§ **Document segment**:
RICHMOND — The Virginia General Assembly, long unfriendly to proposals on raising the minimum wage, will consider bills sponsored by Northern Virginia legislators who say the state should no longer tie its rate to that set by the federal government.
While business groups strongly oppose the legislation, backers of the wage increase say that after years of waiting for Congress to raise the $5.15-an-hour rate, it is time to press ahead at the state level for the sake of low-income workers.
And just who is proposing this ?
One difference in Virginia this year is that a bill to increase the wage is being sponsored by Del. Vincent F. Callahan Jr. (R-Fairfax), chairman of the powerful House Appropriations Committee.
Callahan and Sen. Charles J. Colgan (D-Prince William) have proposed bills that would raise the minimum wage in Virginia from $5.15 to $6.15 on July 1. If the bills pass, wages would rise again by $1 in 2007 and then again by $1 the next year. After that, the proposals would peg increases to the rising cost of goods and services, rather than the federally mandated minimum wage, as has always been the case in Virginia.

§ **What you need to do**:
[a] Retype the part of the minimum wage article from "While business groups" up to and including "of low-income workers.".
[b] Write what comes next in the article on Virginia's minimum wage bills, starting after its last sentence.

§ **Stored data**:
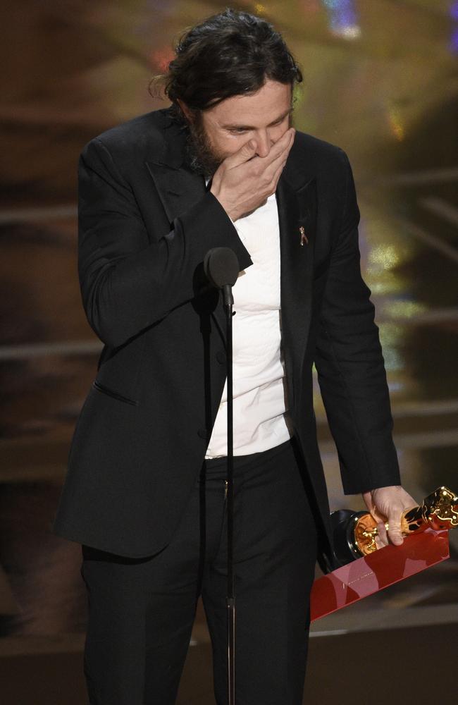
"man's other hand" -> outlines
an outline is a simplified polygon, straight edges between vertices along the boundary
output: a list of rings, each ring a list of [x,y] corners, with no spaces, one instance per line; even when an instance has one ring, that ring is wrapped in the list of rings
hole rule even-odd
[[[418,505],[413,497],[400,485],[378,487],[363,492],[363,499],[369,512],[377,522],[378,536],[376,539],[378,548],[392,543],[400,546],[404,541],[401,533],[401,517],[403,512]],[[388,531],[385,527],[388,523]]]
[[[258,146],[252,137],[220,164],[210,190],[231,220],[251,213],[275,193],[295,135],[294,128],[287,130],[266,157],[256,154]]]

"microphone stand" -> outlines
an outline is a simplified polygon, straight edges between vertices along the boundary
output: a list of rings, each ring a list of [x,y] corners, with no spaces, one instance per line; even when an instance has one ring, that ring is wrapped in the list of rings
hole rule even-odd
[[[228,369],[228,467],[227,467],[227,516],[228,516],[228,691],[229,705],[235,705],[235,586],[234,580],[234,437],[233,411],[233,305],[232,287],[223,287],[224,307],[226,312],[226,354]]]

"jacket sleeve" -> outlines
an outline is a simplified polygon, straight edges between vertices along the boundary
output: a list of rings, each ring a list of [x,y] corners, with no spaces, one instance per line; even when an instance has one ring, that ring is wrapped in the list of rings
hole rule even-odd
[[[319,322],[315,367],[345,494],[400,484],[384,360],[360,269],[359,210],[347,154],[345,197]]]
[[[212,247],[231,247],[241,269],[252,264],[210,191],[150,242],[132,188],[97,137],[80,157],[78,223],[83,305],[91,327],[111,347],[192,299],[197,270]]]

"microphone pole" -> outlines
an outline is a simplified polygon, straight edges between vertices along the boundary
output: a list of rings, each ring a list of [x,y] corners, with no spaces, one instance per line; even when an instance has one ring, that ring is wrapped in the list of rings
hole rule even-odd
[[[233,393],[233,306],[232,287],[237,281],[240,265],[237,255],[229,247],[214,247],[204,259],[204,269],[210,282],[223,290],[226,313],[226,357],[228,391],[228,691],[229,705],[235,705],[235,584],[234,580],[234,436]]]

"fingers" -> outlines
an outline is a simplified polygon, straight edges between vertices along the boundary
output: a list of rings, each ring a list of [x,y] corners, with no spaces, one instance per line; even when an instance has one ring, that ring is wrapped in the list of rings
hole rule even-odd
[[[376,546],[378,548],[383,548],[384,546],[388,546],[390,543],[383,522],[379,522],[377,524],[377,530],[378,534],[376,537]]]
[[[259,161],[262,161],[264,168],[266,168],[276,159],[280,159],[285,152],[287,154],[294,142],[295,133],[296,130],[295,128],[290,128],[284,135],[282,135],[280,140],[272,145],[266,157],[257,157],[256,159],[259,159]],[[255,157],[256,149],[257,144],[256,140],[252,137],[248,142],[245,142],[238,152],[226,157],[225,161],[228,168],[234,168],[236,166],[240,166],[240,164],[245,164],[246,161],[249,161]]]
[[[404,542],[400,512],[388,515],[388,538],[395,546],[400,546]]]

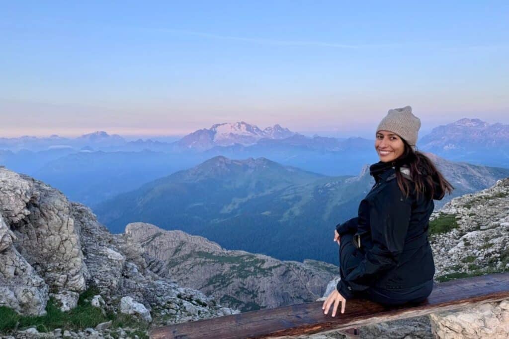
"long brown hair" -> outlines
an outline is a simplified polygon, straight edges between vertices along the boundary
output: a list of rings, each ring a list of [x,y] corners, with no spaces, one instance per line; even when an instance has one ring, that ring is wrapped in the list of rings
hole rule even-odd
[[[419,151],[414,151],[403,138],[401,140],[405,145],[403,153],[392,161],[396,170],[398,185],[401,192],[408,197],[411,190],[410,181],[403,176],[400,170],[402,166],[405,166],[410,169],[410,176],[413,181],[414,192],[417,198],[420,194],[423,194],[428,199],[433,199],[437,190],[442,192],[437,199],[442,199],[446,192],[450,194],[454,187],[437,169],[433,162]]]

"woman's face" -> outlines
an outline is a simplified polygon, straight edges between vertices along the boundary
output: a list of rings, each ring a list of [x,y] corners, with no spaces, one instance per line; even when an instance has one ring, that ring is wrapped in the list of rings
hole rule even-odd
[[[405,144],[397,134],[388,131],[379,131],[375,138],[375,149],[380,161],[387,163],[403,153]]]

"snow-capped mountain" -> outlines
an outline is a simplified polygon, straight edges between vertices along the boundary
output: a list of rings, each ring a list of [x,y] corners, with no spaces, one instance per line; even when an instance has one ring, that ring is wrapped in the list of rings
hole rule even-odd
[[[182,138],[178,144],[184,148],[204,150],[215,146],[252,145],[261,139],[281,139],[296,134],[279,125],[261,130],[256,125],[240,121],[216,124],[210,129],[199,130]]]
[[[461,119],[433,129],[417,146],[449,160],[509,167],[509,125]]]
[[[461,119],[433,129],[419,141],[420,147],[427,150],[499,147],[509,144],[509,125]]]

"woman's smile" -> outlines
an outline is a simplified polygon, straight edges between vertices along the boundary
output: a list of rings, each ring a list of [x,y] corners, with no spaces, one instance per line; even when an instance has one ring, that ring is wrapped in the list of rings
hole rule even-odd
[[[392,151],[391,151],[391,150],[382,150],[381,149],[379,149],[378,150],[378,153],[380,154],[380,155],[381,155],[382,157],[383,157],[384,156],[388,156],[388,155],[389,155],[389,153],[390,153]]]

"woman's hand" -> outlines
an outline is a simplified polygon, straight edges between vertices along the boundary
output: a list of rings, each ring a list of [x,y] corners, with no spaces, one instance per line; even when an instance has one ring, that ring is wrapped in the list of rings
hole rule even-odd
[[[338,246],[340,245],[340,234],[337,230],[334,230],[334,241],[337,243]]]
[[[327,297],[325,301],[323,302],[323,305],[322,306],[322,309],[325,310],[324,314],[328,313],[330,305],[334,304],[334,307],[332,308],[332,317],[335,317],[336,311],[337,311],[337,307],[340,305],[340,302],[341,303],[341,313],[344,313],[346,302],[347,299],[345,299],[343,296],[341,295],[341,294],[337,291],[337,290],[334,289],[334,291],[329,295],[329,296]]]

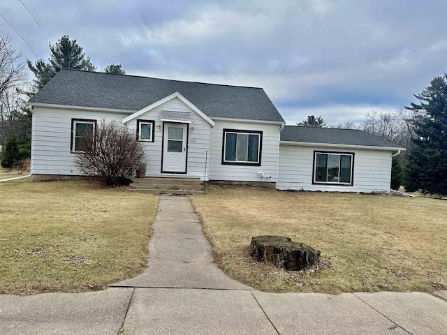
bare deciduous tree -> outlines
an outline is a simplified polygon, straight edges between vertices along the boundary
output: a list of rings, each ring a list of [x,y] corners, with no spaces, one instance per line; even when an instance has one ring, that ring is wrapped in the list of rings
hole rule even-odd
[[[21,88],[27,82],[26,66],[21,53],[11,47],[10,38],[0,36],[0,145],[12,136],[29,140],[29,119],[24,110]]]
[[[80,171],[99,177],[108,186],[128,184],[145,156],[135,134],[116,121],[103,120],[85,136],[83,152],[75,158]]]
[[[0,96],[15,91],[27,79],[21,52],[10,45],[10,38],[0,36]]]

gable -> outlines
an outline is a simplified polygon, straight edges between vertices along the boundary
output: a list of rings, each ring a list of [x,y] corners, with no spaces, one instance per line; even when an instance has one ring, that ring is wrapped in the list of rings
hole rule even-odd
[[[156,108],[159,106],[163,105],[163,104],[171,101],[171,100],[179,100],[181,103],[182,103],[183,104],[186,105],[189,108],[190,108],[191,110],[192,110],[193,112],[195,112],[196,113],[197,113],[197,114],[198,114],[200,117],[202,117],[202,119],[203,119],[205,121],[206,121],[208,124],[210,124],[211,125],[212,127],[214,127],[215,125],[215,123],[214,121],[212,121],[211,119],[210,119],[207,115],[205,114],[205,113],[203,113],[200,110],[199,110],[198,108],[197,108],[196,106],[194,106],[192,103],[191,103],[189,101],[188,101],[187,99],[186,99],[183,96],[182,96],[182,94],[180,94],[178,92],[175,92],[168,96],[166,96],[165,98],[163,98],[163,99],[159,100],[159,101],[156,101],[155,103],[152,103],[152,105],[149,105],[149,106],[145,107],[144,108],[142,108],[141,110],[135,112],[135,113],[133,113],[131,114],[130,114],[128,117],[126,117],[125,118],[123,119],[122,120],[122,123],[123,124],[125,124],[126,123],[128,123],[129,121],[136,119],[137,117],[140,117],[140,115],[144,114],[145,113],[147,113],[152,110],[154,110],[154,108]],[[162,111],[163,112],[163,111]],[[168,111],[167,111],[168,112]],[[174,115],[175,114],[175,111],[171,111],[171,112],[174,112],[174,113],[171,113],[171,115]],[[185,112],[182,112],[182,113],[185,113]],[[187,113],[187,112],[186,112]],[[162,120],[163,121],[163,120]],[[177,119],[177,120],[174,120],[174,119],[170,119],[170,120],[164,120],[164,121],[180,121],[181,120]]]

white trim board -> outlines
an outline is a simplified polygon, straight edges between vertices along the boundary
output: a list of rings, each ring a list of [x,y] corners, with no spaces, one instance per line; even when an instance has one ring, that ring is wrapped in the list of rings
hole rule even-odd
[[[145,107],[144,108],[134,112],[133,114],[131,114],[131,115],[126,117],[125,118],[123,119],[122,120],[122,123],[123,124],[126,124],[127,122],[129,122],[131,120],[133,120],[133,119],[138,117],[140,115],[142,115],[143,114],[145,114],[147,112],[149,112],[151,110],[153,110],[154,108],[159,107],[159,105],[167,103],[168,101],[173,100],[175,98],[178,98],[179,99],[180,99],[182,100],[182,102],[183,102],[185,105],[186,105],[189,108],[191,108],[191,110],[193,110],[194,112],[196,112],[198,115],[200,115],[205,121],[206,121],[207,122],[208,122],[212,127],[214,127],[216,125],[216,123],[212,121],[211,119],[210,119],[203,112],[202,112],[200,110],[199,110],[198,108],[197,108],[194,105],[193,105],[191,102],[189,102],[189,100],[188,100],[188,99],[186,99],[184,96],[183,96],[182,94],[180,94],[179,92],[175,92],[172,94],[170,96],[168,96],[166,98],[163,98],[163,99],[159,100],[158,101],[152,103],[152,105],[149,105],[147,107]]]
[[[232,119],[229,117],[213,117],[213,120],[216,121],[229,121],[230,122],[247,122],[247,124],[277,124],[284,126],[286,122],[282,121],[263,121],[263,120],[253,120],[249,119]]]
[[[85,110],[88,112],[109,112],[112,113],[131,114],[135,111],[133,110],[119,110],[117,108],[101,108],[99,107],[71,106],[68,105],[56,105],[53,103],[27,103],[29,106],[42,107],[45,108],[56,108],[58,110]],[[33,112],[31,110],[31,113]]]
[[[312,143],[308,142],[291,141],[280,141],[279,145],[298,145],[300,147],[326,147],[329,148],[366,149],[369,150],[385,150],[392,151],[397,151],[398,150],[406,150],[405,148],[393,147],[373,147],[369,145],[337,144],[335,143]]]

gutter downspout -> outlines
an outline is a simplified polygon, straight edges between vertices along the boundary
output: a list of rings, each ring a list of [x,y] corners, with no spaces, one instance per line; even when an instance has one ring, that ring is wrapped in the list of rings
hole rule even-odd
[[[33,175],[33,174],[30,173],[29,174],[27,174],[26,176],[15,177],[13,178],[8,178],[7,179],[1,179],[1,180],[0,180],[0,183],[3,183],[3,181],[10,181],[11,180],[17,180],[17,179],[22,179],[24,178],[29,178],[32,175]]]
[[[391,155],[391,158],[394,158],[396,156],[400,155],[400,151],[401,151],[400,150],[397,150],[396,152],[395,152]]]

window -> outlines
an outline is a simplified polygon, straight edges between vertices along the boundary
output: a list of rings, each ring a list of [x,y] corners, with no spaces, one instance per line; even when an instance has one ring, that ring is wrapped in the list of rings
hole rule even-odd
[[[314,184],[353,185],[354,154],[314,151]]]
[[[137,120],[137,138],[139,141],[154,142],[154,121]]]
[[[263,132],[224,129],[222,164],[261,165]]]
[[[96,120],[71,119],[71,152],[84,152],[84,141],[93,136]]]

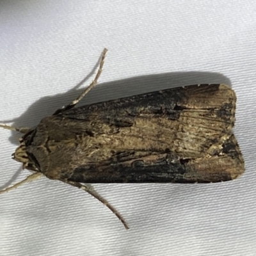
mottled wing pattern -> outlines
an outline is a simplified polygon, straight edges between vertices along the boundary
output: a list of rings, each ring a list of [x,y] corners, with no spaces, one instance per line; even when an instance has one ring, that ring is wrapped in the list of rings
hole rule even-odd
[[[50,179],[229,180],[244,171],[232,131],[235,109],[234,92],[223,84],[135,95],[44,118],[27,150]]]

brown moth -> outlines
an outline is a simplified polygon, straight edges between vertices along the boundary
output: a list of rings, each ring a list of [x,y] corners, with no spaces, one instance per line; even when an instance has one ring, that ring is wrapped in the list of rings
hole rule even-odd
[[[24,135],[13,159],[33,174],[81,188],[81,183],[217,182],[244,170],[232,132],[236,95],[225,84],[196,84],[74,108],[97,84],[35,128],[0,125]]]

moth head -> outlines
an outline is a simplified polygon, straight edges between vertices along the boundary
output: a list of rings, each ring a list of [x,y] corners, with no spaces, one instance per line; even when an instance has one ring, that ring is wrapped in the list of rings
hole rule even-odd
[[[20,140],[20,145],[16,148],[15,152],[12,155],[12,159],[22,164],[22,169],[29,169],[33,171],[38,171],[33,162],[29,157],[25,141]]]

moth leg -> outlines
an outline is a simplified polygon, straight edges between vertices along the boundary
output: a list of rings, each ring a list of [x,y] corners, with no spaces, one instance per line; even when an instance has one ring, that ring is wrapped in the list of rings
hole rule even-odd
[[[6,125],[5,124],[0,124],[0,127],[6,129],[8,130],[16,131],[21,133],[27,133],[32,130],[30,127],[14,127],[13,126]]]
[[[6,188],[5,189],[3,189],[0,191],[0,195],[3,194],[4,193],[8,192],[10,190],[14,189],[22,185],[23,185],[25,183],[28,182],[31,182],[32,181],[38,180],[40,179],[41,177],[42,177],[42,174],[40,172],[36,172],[35,173],[31,174],[31,175],[28,176],[26,179],[24,179],[23,180],[20,181],[18,183],[16,183],[13,186],[12,186],[12,187],[9,187]]]
[[[68,105],[63,106],[60,109],[58,109],[53,115],[56,115],[60,112],[65,111],[67,109],[70,109],[74,108],[96,84],[98,81],[98,79],[100,76],[100,74],[102,71],[102,67],[104,65],[104,61],[105,60],[106,54],[107,53],[108,50],[104,48],[102,51],[100,57],[100,65],[98,68],[98,71],[96,74],[95,77],[93,81],[91,83],[91,84],[88,86],[81,95],[75,100],[74,100],[72,102],[70,102]]]
[[[63,182],[67,183],[71,186],[74,186],[75,187],[80,188],[80,189],[84,190],[84,191],[88,193],[90,195],[92,195],[95,198],[98,199],[99,201],[100,201],[108,209],[109,209],[110,211],[111,211],[113,213],[114,213],[116,215],[116,216],[123,223],[124,226],[125,227],[125,228],[126,229],[129,228],[127,224],[126,223],[125,221],[124,220],[123,217],[122,217],[121,214],[111,205],[110,205],[106,199],[101,197],[95,190],[92,189],[92,188],[89,188],[88,187],[86,187],[86,186],[82,185],[81,184],[80,184],[79,182],[74,182],[72,181],[68,181],[68,180],[61,180],[61,181],[63,181]]]

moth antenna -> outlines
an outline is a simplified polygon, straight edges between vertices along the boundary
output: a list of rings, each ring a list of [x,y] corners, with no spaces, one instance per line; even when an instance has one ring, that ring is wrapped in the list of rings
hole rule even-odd
[[[28,176],[26,179],[20,181],[19,182],[15,184],[13,186],[12,186],[11,187],[7,188],[5,189],[3,189],[3,190],[0,191],[0,195],[3,194],[4,193],[6,193],[6,192],[8,192],[10,190],[13,190],[13,189],[23,185],[25,183],[28,183],[28,182],[31,182],[32,181],[38,180],[42,176],[43,176],[43,175],[40,172],[36,172],[35,173],[33,173],[31,175]]]
[[[74,100],[72,102],[71,102],[67,106],[63,106],[62,108],[60,109],[58,109],[53,115],[57,115],[58,113],[60,112],[65,111],[65,110],[67,109],[70,109],[72,108],[74,108],[95,86],[97,84],[97,83],[98,81],[98,79],[100,76],[100,74],[102,71],[102,67],[104,65],[104,61],[105,60],[106,57],[106,54],[107,53],[108,50],[104,48],[104,49],[102,51],[102,53],[101,54],[101,57],[100,57],[100,65],[99,66],[98,71],[96,74],[96,76],[93,80],[93,81],[91,83],[91,84],[88,86],[83,92],[82,93],[80,94],[80,95]]]
[[[126,223],[125,221],[124,220],[124,218],[121,216],[121,214],[111,204],[109,204],[106,199],[104,199],[102,196],[100,196],[100,195],[99,195],[95,190],[90,189],[89,188],[86,187],[86,186],[82,185],[81,184],[80,184],[79,182],[74,182],[72,181],[68,181],[68,180],[61,180],[61,181],[63,181],[63,182],[67,183],[71,186],[74,186],[75,187],[80,188],[80,189],[84,190],[84,191],[88,193],[90,195],[91,195],[92,196],[95,197],[96,199],[98,199],[99,201],[101,202],[113,213],[115,214],[115,215],[121,221],[121,222],[123,223],[124,227],[126,229],[129,228],[129,227],[128,227],[128,225]]]
[[[16,131],[21,133],[27,133],[32,130],[30,127],[14,127],[13,126],[6,125],[5,124],[0,124],[0,127],[6,129],[8,130]]]

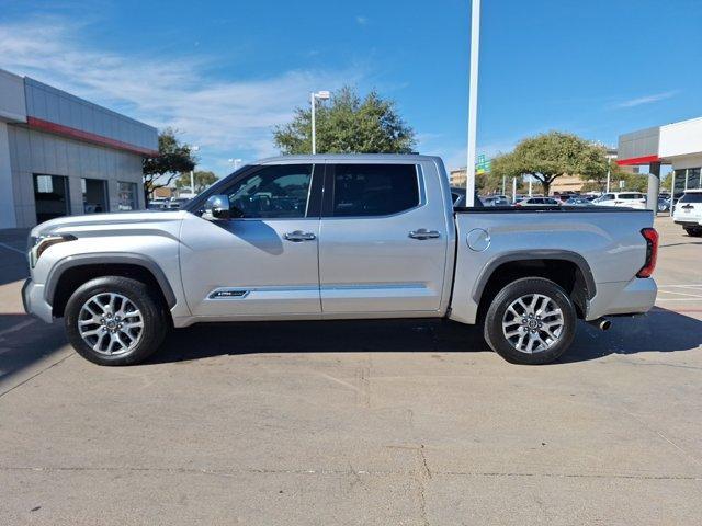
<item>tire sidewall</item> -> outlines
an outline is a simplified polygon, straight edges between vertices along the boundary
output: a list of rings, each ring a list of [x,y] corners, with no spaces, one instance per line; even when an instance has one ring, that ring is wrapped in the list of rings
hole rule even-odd
[[[125,296],[141,312],[144,328],[138,344],[128,353],[109,356],[93,351],[78,331],[78,317],[82,306],[97,294],[115,293]],[[86,359],[99,365],[131,365],[145,359],[163,340],[166,322],[163,309],[149,293],[148,287],[136,279],[121,276],[98,277],[81,285],[71,295],[64,311],[66,334],[71,345]]]
[[[561,308],[564,318],[563,333],[558,343],[546,351],[533,354],[517,351],[502,332],[502,319],[507,308],[516,299],[529,294],[550,297]],[[485,319],[485,339],[489,346],[508,362],[524,365],[547,364],[557,359],[570,346],[575,338],[576,323],[575,306],[561,286],[551,279],[525,277],[507,285],[492,300]]]

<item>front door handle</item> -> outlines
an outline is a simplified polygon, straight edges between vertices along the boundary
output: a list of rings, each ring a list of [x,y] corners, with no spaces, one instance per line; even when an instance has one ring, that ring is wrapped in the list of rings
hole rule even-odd
[[[411,230],[409,232],[409,237],[412,239],[435,239],[440,238],[441,233],[438,230],[427,230],[426,228],[420,228],[419,230]]]
[[[315,239],[317,239],[317,236],[315,236],[312,232],[303,232],[302,230],[295,230],[294,232],[287,232],[285,233],[285,239],[288,241],[293,241],[295,243],[299,242],[299,241],[314,241]]]

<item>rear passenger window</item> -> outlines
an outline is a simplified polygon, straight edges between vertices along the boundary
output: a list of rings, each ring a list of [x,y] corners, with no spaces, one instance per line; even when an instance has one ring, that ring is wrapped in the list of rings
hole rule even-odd
[[[415,164],[336,164],[331,215],[389,216],[419,205]]]

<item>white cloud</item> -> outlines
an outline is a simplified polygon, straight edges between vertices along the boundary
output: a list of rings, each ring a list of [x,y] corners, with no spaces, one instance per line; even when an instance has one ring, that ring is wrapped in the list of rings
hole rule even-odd
[[[292,118],[315,89],[363,77],[346,70],[288,70],[258,80],[218,80],[216,57],[125,55],[80,41],[81,25],[39,18],[0,23],[0,67],[125,112],[157,127],[173,126],[201,147],[203,168],[219,160],[274,155],[272,128]]]
[[[650,95],[637,96],[627,101],[620,102],[616,107],[635,107],[643,104],[653,104],[654,102],[671,99],[680,93],[680,90],[664,91],[663,93],[653,93]]]

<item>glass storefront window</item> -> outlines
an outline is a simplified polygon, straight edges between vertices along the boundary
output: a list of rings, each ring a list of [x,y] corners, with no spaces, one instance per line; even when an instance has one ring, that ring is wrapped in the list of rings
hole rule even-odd
[[[83,211],[98,214],[107,211],[107,182],[101,179],[81,179],[83,193]]]
[[[136,197],[136,183],[125,183],[120,181],[117,196],[120,198],[120,210],[136,210],[137,197]]]
[[[34,203],[36,221],[44,222],[70,213],[68,178],[34,174]]]
[[[675,175],[676,175],[676,185],[675,185],[675,196],[676,199],[679,199],[682,196],[682,193],[684,192],[684,183],[686,183],[686,179],[687,179],[687,170],[676,170],[675,171]]]

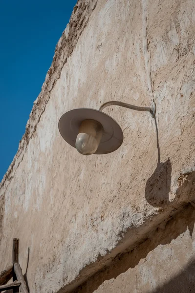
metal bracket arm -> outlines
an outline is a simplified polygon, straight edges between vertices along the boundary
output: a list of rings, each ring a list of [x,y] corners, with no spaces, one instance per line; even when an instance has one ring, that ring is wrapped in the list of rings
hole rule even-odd
[[[154,117],[156,113],[156,106],[154,102],[152,103],[151,107],[138,107],[137,106],[134,106],[134,105],[130,105],[130,104],[128,104],[126,103],[123,103],[122,102],[110,101],[110,102],[107,102],[106,103],[103,104],[99,109],[99,110],[102,111],[102,110],[106,108],[106,107],[112,105],[121,106],[121,107],[128,108],[128,109],[131,109],[132,110],[135,110],[135,111],[150,112],[152,117],[153,118]]]

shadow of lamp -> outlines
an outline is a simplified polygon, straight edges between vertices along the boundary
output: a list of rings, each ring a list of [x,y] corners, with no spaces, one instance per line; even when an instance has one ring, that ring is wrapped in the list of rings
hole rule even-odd
[[[82,155],[102,155],[114,151],[123,141],[123,131],[111,117],[102,112],[111,105],[117,105],[136,111],[149,112],[154,118],[156,105],[138,107],[112,101],[103,104],[99,110],[80,108],[68,111],[58,123],[60,133],[64,140]]]

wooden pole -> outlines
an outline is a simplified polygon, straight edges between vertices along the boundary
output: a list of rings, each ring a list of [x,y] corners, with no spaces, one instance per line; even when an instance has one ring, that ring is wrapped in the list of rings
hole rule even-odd
[[[12,262],[19,262],[19,239],[13,239]]]
[[[11,265],[0,272],[0,286],[4,285],[12,276],[13,265]]]
[[[19,260],[19,239],[14,238],[13,239],[12,249],[12,262],[14,265],[13,269],[13,281],[17,281],[17,277],[14,271],[14,264],[18,263]],[[19,287],[16,287],[13,288],[13,293],[19,293]]]
[[[15,281],[13,283],[0,286],[0,292],[1,292],[1,291],[4,291],[5,290],[9,290],[9,289],[13,289],[16,288],[19,288],[21,284],[21,283],[20,282]]]
[[[14,264],[14,272],[16,275],[18,281],[21,283],[20,290],[22,293],[28,293],[28,291],[25,283],[24,279],[22,272],[22,269],[18,263],[15,263]]]

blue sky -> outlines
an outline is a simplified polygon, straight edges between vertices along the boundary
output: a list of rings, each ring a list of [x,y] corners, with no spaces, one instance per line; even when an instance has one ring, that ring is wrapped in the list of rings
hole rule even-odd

§ **Replies**:
[a]
While business groups strongly oppose the legislation, backers of the wage increase say that after years of waiting for Congress to raise the $5.15-an-hour rate, it is time to press ahead at the state level for the sake of low-income workers.

[b]
Not only does this bill raise the minimum wage once, it guarantees permanent increases based not at all on anything approaching an analysis of the market for employment, virtually ensuring higher prices, increased wage pressure for employers already paying more than the minimum wage and, fewer jobs created.
“It bothers me that a state that is as affluent as Virginia is still paying people Third World wages,” Callahan said. “You can’t support a family on that.”
Colgan called the current wage “not livable — below the poverty line.”
With all due respect Delegate Callahan, this is bull. Third-world wages means pennies a day. Show me one person in the Commonwealth of Virginia, outside of migrant farm labor perhaps, where someone is being payed anything even close to that. I would suspect that you can’t.
One can only hope that Del. Callahan’s fellow Republicans are not infected with the same degree of economic irrationality.